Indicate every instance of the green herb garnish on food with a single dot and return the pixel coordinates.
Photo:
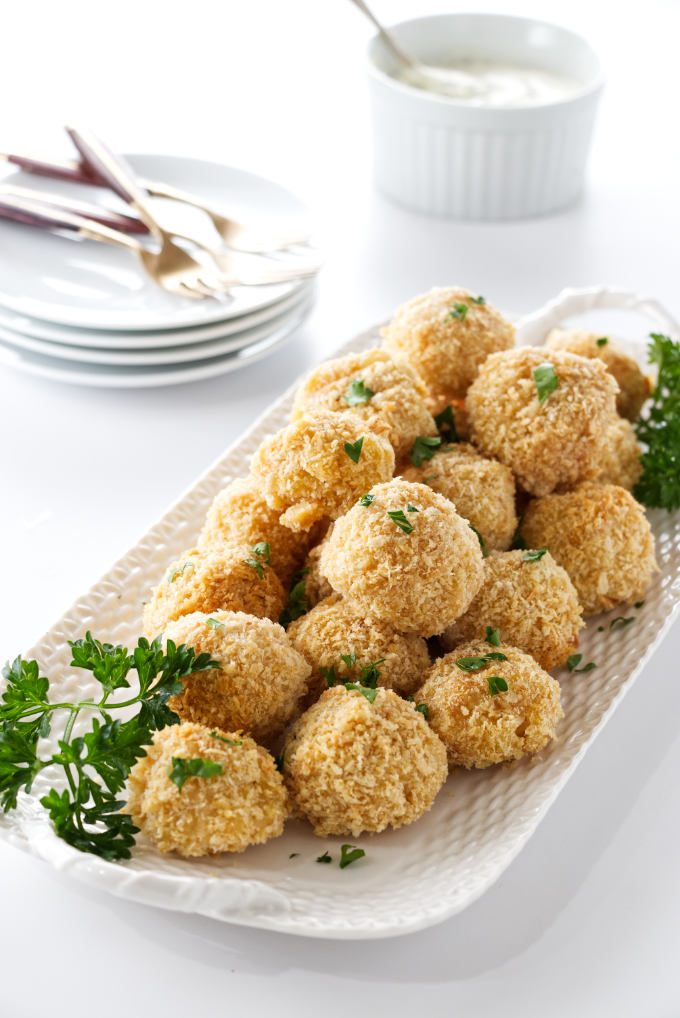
(398, 516)
(357, 393)
(621, 622)
(228, 742)
(534, 555)
(95, 766)
(660, 431)
(446, 425)
(297, 603)
(458, 312)
(574, 660)
(483, 546)
(425, 448)
(262, 551)
(349, 854)
(179, 571)
(545, 378)
(353, 449)
(493, 636)
(181, 770)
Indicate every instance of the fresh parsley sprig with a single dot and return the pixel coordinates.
(88, 812)
(659, 431)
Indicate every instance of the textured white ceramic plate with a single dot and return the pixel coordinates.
(409, 879)
(95, 286)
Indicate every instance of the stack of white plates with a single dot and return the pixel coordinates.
(83, 313)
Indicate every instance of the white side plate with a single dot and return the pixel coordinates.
(411, 878)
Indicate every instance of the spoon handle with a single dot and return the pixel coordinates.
(387, 37)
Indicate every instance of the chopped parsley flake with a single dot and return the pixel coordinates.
(480, 540)
(425, 447)
(534, 555)
(398, 516)
(546, 381)
(620, 621)
(349, 854)
(357, 393)
(574, 660)
(229, 742)
(497, 685)
(493, 636)
(353, 449)
(181, 770)
(446, 425)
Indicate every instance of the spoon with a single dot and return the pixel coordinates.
(446, 80)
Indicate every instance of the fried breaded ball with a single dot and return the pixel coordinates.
(418, 568)
(620, 463)
(334, 629)
(245, 804)
(482, 490)
(239, 514)
(260, 681)
(306, 472)
(601, 535)
(532, 603)
(396, 400)
(478, 728)
(445, 335)
(549, 446)
(316, 585)
(351, 766)
(634, 387)
(213, 580)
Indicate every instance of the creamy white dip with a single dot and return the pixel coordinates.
(487, 82)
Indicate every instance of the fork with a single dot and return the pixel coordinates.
(234, 234)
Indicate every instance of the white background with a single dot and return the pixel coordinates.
(585, 921)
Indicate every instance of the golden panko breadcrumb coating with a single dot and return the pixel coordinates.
(246, 804)
(261, 679)
(239, 515)
(212, 580)
(601, 535)
(620, 463)
(334, 629)
(444, 336)
(549, 446)
(397, 400)
(351, 766)
(479, 729)
(633, 385)
(316, 585)
(418, 568)
(306, 472)
(482, 490)
(532, 603)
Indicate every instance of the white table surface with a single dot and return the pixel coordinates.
(585, 921)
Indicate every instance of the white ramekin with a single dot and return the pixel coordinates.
(444, 158)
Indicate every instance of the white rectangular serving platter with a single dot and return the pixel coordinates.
(409, 879)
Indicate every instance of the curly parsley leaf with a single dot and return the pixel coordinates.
(357, 393)
(659, 431)
(425, 448)
(546, 380)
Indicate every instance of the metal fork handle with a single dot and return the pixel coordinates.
(50, 217)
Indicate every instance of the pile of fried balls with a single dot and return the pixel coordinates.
(389, 588)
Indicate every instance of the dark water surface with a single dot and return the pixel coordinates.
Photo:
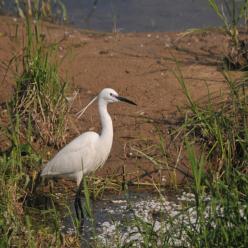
(141, 15)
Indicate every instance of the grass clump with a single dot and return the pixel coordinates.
(40, 92)
(233, 14)
(35, 116)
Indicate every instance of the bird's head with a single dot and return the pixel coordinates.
(110, 96)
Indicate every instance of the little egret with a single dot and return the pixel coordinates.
(87, 152)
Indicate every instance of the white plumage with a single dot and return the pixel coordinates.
(87, 152)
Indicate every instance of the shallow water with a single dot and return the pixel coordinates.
(136, 15)
(113, 216)
(141, 16)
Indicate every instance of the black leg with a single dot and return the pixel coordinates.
(78, 204)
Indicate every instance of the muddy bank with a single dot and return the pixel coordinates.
(138, 65)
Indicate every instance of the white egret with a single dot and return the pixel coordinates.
(87, 152)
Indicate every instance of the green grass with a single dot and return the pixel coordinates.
(36, 118)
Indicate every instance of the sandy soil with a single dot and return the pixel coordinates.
(139, 66)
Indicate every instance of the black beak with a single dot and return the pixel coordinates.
(123, 99)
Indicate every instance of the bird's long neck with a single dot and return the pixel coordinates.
(106, 121)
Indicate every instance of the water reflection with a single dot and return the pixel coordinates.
(141, 16)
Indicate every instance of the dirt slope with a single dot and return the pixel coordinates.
(139, 66)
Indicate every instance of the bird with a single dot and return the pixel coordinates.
(87, 152)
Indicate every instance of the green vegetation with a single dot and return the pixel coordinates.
(36, 117)
(233, 13)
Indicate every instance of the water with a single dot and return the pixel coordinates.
(141, 15)
(114, 214)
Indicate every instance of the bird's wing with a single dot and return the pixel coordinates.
(73, 156)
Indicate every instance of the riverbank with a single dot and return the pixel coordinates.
(140, 66)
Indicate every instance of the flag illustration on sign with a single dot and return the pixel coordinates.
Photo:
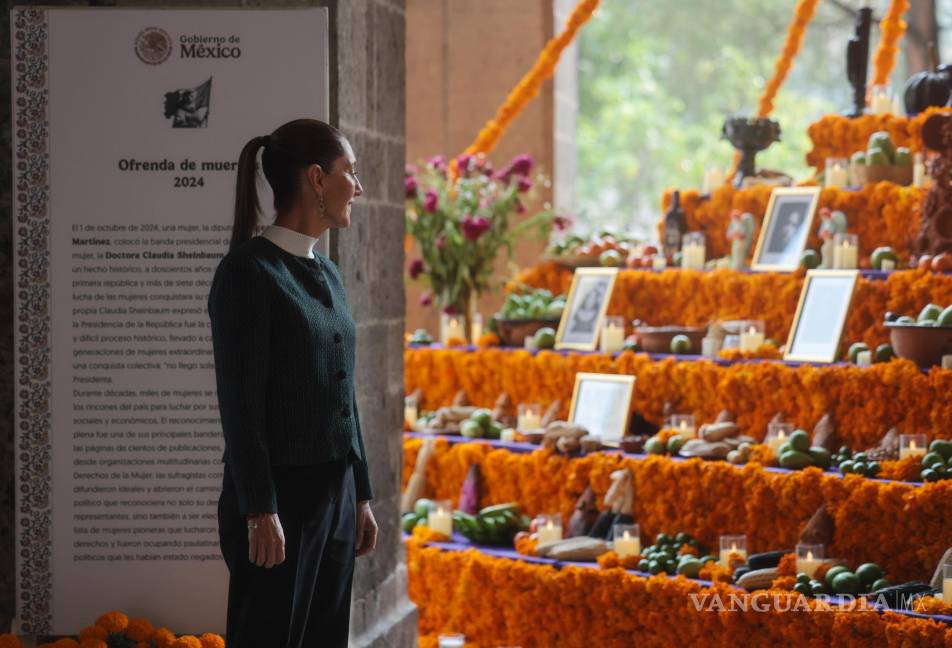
(188, 107)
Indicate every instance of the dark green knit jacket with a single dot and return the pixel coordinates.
(284, 344)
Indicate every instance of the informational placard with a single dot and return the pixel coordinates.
(127, 130)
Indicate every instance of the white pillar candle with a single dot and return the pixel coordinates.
(549, 532)
(452, 329)
(613, 335)
(912, 445)
(808, 561)
(477, 327)
(529, 417)
(441, 521)
(846, 252)
(751, 339)
(734, 550)
(693, 256)
(627, 545)
(410, 414)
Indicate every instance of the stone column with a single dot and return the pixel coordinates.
(367, 103)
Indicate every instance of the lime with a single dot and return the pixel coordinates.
(675, 443)
(611, 259)
(881, 254)
(945, 318)
(799, 441)
(809, 259)
(882, 583)
(834, 571)
(690, 568)
(847, 582)
(482, 416)
(471, 429)
(855, 350)
(821, 457)
(795, 460)
(869, 573)
(942, 448)
(929, 312)
(654, 445)
(544, 338)
(681, 344)
(816, 587)
(884, 353)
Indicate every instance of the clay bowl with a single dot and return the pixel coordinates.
(514, 332)
(657, 339)
(924, 345)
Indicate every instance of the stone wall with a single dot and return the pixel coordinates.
(367, 102)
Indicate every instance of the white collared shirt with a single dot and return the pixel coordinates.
(290, 240)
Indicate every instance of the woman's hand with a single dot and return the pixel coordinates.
(366, 529)
(265, 539)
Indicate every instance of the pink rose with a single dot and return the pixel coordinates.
(561, 223)
(521, 164)
(430, 201)
(474, 227)
(463, 164)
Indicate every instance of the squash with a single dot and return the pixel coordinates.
(929, 87)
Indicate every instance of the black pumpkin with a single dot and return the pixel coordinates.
(929, 88)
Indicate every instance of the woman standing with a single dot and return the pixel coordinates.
(295, 504)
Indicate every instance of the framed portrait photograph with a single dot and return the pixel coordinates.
(600, 403)
(787, 224)
(821, 315)
(585, 308)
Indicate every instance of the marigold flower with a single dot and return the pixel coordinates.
(212, 640)
(139, 629)
(113, 621)
(430, 201)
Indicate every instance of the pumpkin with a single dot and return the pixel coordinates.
(930, 87)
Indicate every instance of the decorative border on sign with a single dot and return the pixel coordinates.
(33, 416)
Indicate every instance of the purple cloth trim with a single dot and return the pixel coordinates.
(460, 543)
(523, 448)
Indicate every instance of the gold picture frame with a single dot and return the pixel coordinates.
(606, 420)
(588, 285)
(780, 246)
(840, 287)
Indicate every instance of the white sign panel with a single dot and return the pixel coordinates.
(127, 127)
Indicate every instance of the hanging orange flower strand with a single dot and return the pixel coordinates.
(891, 29)
(802, 16)
(528, 86)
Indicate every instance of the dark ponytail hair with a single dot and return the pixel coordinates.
(289, 149)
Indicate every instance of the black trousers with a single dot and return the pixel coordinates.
(305, 601)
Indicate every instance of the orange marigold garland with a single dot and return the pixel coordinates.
(803, 14)
(891, 29)
(528, 86)
(692, 298)
(746, 500)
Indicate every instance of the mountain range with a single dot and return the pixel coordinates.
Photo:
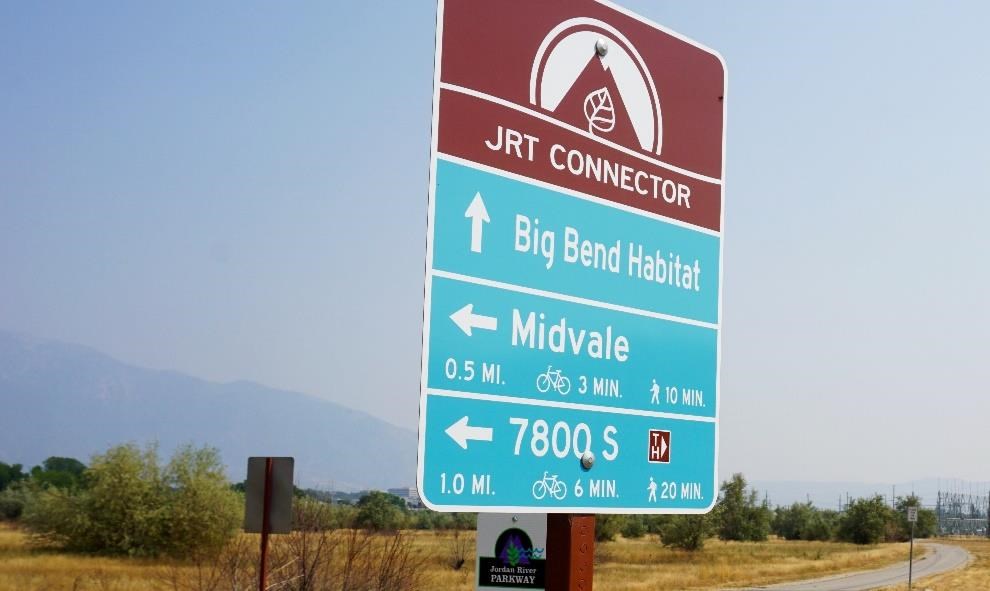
(58, 399)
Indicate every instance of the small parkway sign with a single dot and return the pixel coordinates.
(573, 273)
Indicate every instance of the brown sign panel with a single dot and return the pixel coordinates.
(640, 124)
(280, 499)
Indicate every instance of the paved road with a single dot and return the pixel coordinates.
(940, 558)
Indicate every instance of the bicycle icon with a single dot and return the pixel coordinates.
(553, 379)
(549, 484)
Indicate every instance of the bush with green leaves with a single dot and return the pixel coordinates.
(865, 521)
(128, 503)
(738, 515)
(687, 532)
(379, 511)
(12, 501)
(634, 527)
(803, 521)
(10, 474)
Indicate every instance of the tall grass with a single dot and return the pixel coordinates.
(623, 565)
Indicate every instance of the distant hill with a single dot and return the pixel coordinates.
(68, 400)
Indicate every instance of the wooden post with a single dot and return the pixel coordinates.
(265, 526)
(570, 552)
(911, 558)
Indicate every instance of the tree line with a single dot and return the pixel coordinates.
(127, 501)
(739, 515)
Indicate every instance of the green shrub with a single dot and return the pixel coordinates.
(687, 532)
(129, 504)
(865, 521)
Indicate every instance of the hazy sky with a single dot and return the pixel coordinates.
(238, 191)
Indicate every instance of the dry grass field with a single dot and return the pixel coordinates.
(976, 577)
(624, 565)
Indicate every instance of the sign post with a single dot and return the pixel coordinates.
(912, 518)
(572, 309)
(268, 504)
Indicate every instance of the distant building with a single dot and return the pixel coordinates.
(408, 494)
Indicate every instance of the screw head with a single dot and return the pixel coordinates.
(601, 46)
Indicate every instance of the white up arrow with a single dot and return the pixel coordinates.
(466, 319)
(461, 433)
(478, 214)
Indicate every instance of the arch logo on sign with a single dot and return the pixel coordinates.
(573, 286)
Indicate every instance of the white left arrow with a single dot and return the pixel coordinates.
(466, 320)
(478, 214)
(461, 432)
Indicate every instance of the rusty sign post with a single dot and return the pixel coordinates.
(571, 542)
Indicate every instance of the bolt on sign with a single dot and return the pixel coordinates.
(574, 263)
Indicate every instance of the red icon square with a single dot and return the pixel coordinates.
(659, 450)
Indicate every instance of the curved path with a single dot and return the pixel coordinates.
(939, 559)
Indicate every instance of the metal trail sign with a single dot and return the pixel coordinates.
(573, 278)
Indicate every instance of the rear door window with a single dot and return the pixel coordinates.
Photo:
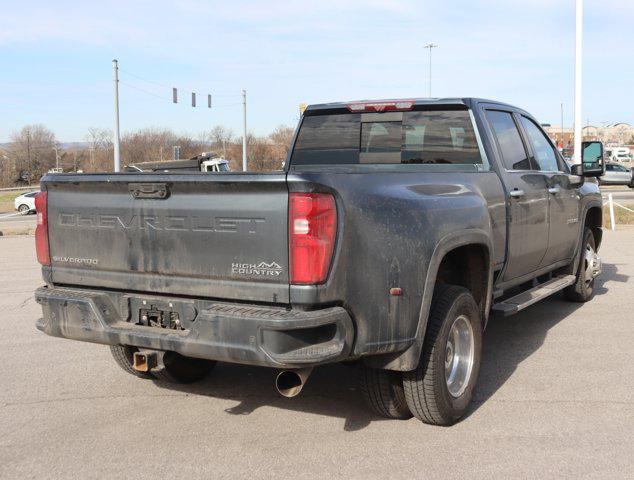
(509, 140)
(423, 137)
(543, 150)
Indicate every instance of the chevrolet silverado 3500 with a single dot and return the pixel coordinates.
(397, 228)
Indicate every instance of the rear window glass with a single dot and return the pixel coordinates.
(425, 137)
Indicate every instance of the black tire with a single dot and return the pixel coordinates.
(426, 389)
(123, 355)
(181, 369)
(383, 392)
(583, 289)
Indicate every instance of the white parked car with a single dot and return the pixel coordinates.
(25, 203)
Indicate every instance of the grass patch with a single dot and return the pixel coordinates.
(7, 198)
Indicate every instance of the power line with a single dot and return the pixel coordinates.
(147, 92)
(158, 84)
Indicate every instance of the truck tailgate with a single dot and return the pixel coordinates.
(221, 236)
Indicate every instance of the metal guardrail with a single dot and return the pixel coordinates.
(26, 187)
(611, 204)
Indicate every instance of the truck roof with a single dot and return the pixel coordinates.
(467, 101)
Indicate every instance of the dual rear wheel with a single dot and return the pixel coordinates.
(439, 390)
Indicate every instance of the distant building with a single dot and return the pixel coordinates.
(616, 134)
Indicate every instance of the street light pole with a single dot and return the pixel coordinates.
(244, 134)
(117, 137)
(430, 46)
(578, 75)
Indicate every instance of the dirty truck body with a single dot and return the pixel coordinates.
(336, 258)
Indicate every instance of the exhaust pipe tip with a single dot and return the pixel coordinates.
(290, 382)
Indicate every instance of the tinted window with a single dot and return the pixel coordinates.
(420, 137)
(511, 146)
(439, 137)
(543, 150)
(377, 137)
(328, 139)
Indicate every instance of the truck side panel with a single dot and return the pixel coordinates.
(389, 226)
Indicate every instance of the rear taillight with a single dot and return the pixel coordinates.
(41, 229)
(312, 226)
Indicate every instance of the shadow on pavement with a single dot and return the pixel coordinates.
(332, 390)
(511, 340)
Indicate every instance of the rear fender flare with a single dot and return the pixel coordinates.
(408, 359)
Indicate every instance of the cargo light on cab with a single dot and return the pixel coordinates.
(391, 106)
(312, 226)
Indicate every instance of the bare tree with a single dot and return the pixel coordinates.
(281, 139)
(99, 155)
(32, 149)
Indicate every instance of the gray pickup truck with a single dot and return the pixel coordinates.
(396, 229)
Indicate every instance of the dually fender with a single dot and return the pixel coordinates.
(408, 359)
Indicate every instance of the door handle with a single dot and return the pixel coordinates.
(517, 193)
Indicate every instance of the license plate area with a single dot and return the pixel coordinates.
(156, 313)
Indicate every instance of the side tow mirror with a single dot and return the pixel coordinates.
(591, 160)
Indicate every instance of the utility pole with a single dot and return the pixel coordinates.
(430, 46)
(117, 137)
(244, 135)
(578, 74)
(562, 126)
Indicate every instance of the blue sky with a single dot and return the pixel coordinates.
(56, 58)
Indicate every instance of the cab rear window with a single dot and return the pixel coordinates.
(423, 137)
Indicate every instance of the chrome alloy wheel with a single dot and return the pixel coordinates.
(592, 264)
(459, 354)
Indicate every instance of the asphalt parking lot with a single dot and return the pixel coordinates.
(555, 399)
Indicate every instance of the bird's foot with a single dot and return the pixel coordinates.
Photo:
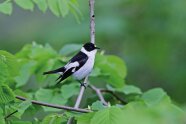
(82, 84)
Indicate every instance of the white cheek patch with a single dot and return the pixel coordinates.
(72, 65)
(73, 70)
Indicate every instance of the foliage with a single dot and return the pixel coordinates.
(57, 7)
(153, 106)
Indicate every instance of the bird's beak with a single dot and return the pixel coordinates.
(97, 48)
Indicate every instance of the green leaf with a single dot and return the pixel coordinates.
(53, 97)
(63, 6)
(6, 94)
(155, 96)
(26, 71)
(2, 120)
(21, 122)
(112, 115)
(53, 6)
(74, 90)
(10, 61)
(113, 67)
(53, 119)
(6, 7)
(85, 118)
(130, 89)
(22, 107)
(4, 74)
(25, 4)
(97, 106)
(69, 49)
(42, 4)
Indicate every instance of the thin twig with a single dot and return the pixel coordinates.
(55, 106)
(98, 92)
(92, 40)
(116, 96)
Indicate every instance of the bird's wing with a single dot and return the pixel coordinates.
(73, 65)
(81, 58)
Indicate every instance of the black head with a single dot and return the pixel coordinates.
(90, 47)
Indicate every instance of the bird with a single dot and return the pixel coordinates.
(78, 66)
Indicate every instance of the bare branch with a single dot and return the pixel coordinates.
(116, 96)
(55, 106)
(98, 92)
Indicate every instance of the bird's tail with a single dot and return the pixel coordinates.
(62, 69)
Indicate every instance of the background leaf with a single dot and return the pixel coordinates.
(6, 7)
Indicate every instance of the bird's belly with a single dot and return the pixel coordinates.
(84, 70)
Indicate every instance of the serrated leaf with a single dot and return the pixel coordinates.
(155, 96)
(53, 6)
(74, 90)
(26, 71)
(2, 120)
(10, 61)
(53, 119)
(63, 7)
(130, 89)
(53, 97)
(42, 5)
(25, 4)
(6, 7)
(114, 67)
(21, 122)
(22, 107)
(98, 105)
(6, 94)
(69, 49)
(112, 115)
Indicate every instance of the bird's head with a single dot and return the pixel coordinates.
(89, 48)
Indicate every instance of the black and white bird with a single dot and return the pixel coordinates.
(79, 66)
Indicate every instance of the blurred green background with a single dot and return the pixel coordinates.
(150, 35)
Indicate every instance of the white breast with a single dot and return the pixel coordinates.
(86, 68)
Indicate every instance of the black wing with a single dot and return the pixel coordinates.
(81, 58)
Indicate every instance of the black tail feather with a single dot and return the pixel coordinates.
(62, 69)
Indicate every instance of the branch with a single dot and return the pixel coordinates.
(98, 92)
(92, 40)
(116, 96)
(55, 106)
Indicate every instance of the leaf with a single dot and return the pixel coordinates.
(53, 6)
(130, 89)
(6, 94)
(25, 4)
(114, 67)
(74, 90)
(85, 118)
(4, 74)
(6, 7)
(22, 107)
(63, 7)
(155, 96)
(2, 120)
(26, 71)
(97, 106)
(10, 61)
(69, 49)
(112, 115)
(53, 119)
(21, 122)
(53, 97)
(42, 4)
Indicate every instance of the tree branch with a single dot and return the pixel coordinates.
(55, 106)
(116, 96)
(98, 92)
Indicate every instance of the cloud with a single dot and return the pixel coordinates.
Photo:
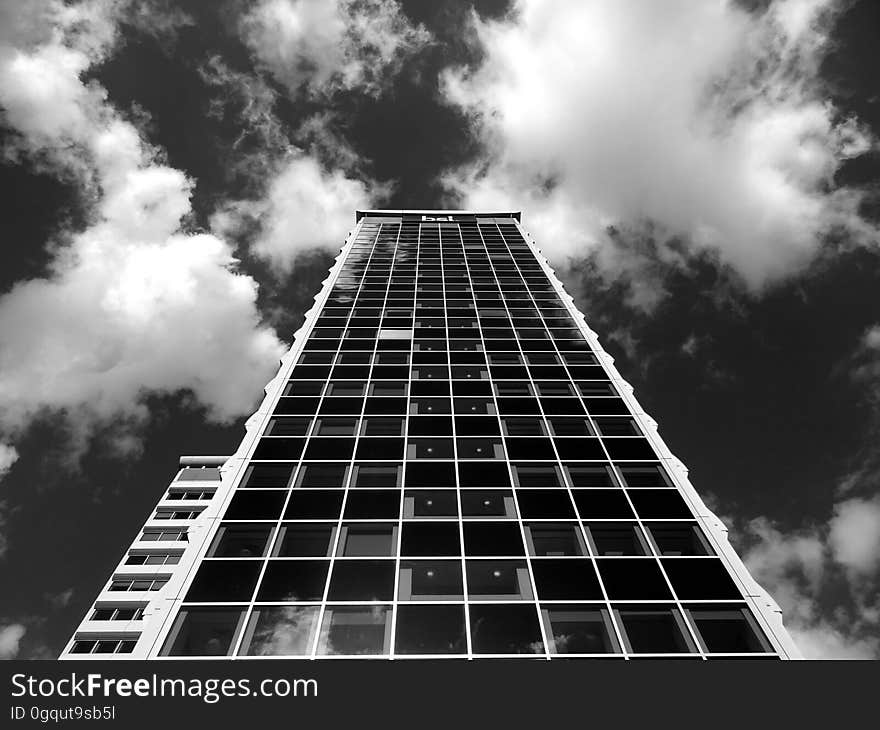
(323, 46)
(305, 206)
(698, 127)
(854, 534)
(136, 302)
(10, 640)
(8, 456)
(822, 578)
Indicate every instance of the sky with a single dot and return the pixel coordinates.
(177, 177)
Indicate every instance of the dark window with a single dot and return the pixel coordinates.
(355, 630)
(507, 629)
(240, 541)
(659, 504)
(644, 476)
(483, 474)
(577, 630)
(430, 630)
(633, 579)
(293, 581)
(268, 475)
(224, 580)
(367, 539)
(564, 579)
(700, 579)
(279, 448)
(257, 504)
(591, 476)
(676, 540)
(305, 540)
(203, 632)
(544, 503)
(537, 475)
(616, 539)
(554, 539)
(434, 503)
(498, 580)
(728, 630)
(280, 631)
(362, 580)
(654, 631)
(492, 538)
(430, 538)
(322, 475)
(376, 475)
(487, 503)
(317, 505)
(430, 580)
(602, 504)
(373, 504)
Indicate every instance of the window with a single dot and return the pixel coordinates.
(117, 613)
(190, 494)
(654, 631)
(537, 475)
(376, 475)
(103, 646)
(322, 475)
(362, 580)
(505, 629)
(174, 514)
(723, 630)
(430, 630)
(561, 579)
(144, 583)
(151, 558)
(488, 503)
(240, 541)
(498, 580)
(430, 580)
(672, 540)
(578, 630)
(305, 540)
(280, 631)
(355, 630)
(293, 581)
(152, 535)
(336, 426)
(358, 539)
(554, 540)
(616, 539)
(427, 504)
(203, 632)
(267, 475)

========

**WHAT IS NEEDED:** Beginning at the line with "Indicate every instance of the tree branch", reproduce each line exactly through the last line of the records above, with pictures left out.

**RESULT OF THIS EXERCISE:**
Indicate every instance of the tree branch with a single dot and return the pixel coordinates.
(55, 106)
(116, 96)
(98, 92)
Indicate every instance of the cloud with a single dot and return the pixel coordinates.
Photo:
(323, 46)
(305, 206)
(698, 127)
(854, 534)
(136, 302)
(10, 640)
(8, 456)
(822, 578)
Indicate every instance of the sky with a single dot and return the pixel coordinates.
(177, 177)
Indicate every instance of the dark window with a single dot and return the pixel coordinates.
(355, 630)
(507, 629)
(240, 541)
(659, 504)
(644, 476)
(483, 474)
(577, 630)
(430, 630)
(633, 579)
(293, 581)
(268, 475)
(224, 580)
(367, 539)
(564, 579)
(700, 579)
(279, 448)
(257, 504)
(591, 476)
(676, 540)
(305, 540)
(203, 632)
(544, 503)
(537, 475)
(616, 539)
(554, 539)
(434, 503)
(498, 580)
(728, 630)
(280, 631)
(362, 580)
(654, 631)
(492, 538)
(430, 538)
(322, 475)
(376, 475)
(487, 503)
(317, 505)
(430, 580)
(602, 504)
(373, 504)
Indicate every instance of the window with a single dot and return the pixel coordinates.
(117, 613)
(190, 494)
(654, 631)
(537, 475)
(376, 475)
(103, 646)
(322, 475)
(362, 580)
(505, 629)
(174, 514)
(723, 630)
(430, 630)
(561, 579)
(144, 583)
(151, 558)
(488, 503)
(240, 541)
(498, 580)
(430, 580)
(672, 540)
(578, 630)
(305, 540)
(280, 631)
(355, 630)
(293, 581)
(152, 535)
(336, 426)
(358, 539)
(554, 540)
(616, 539)
(427, 504)
(203, 632)
(267, 475)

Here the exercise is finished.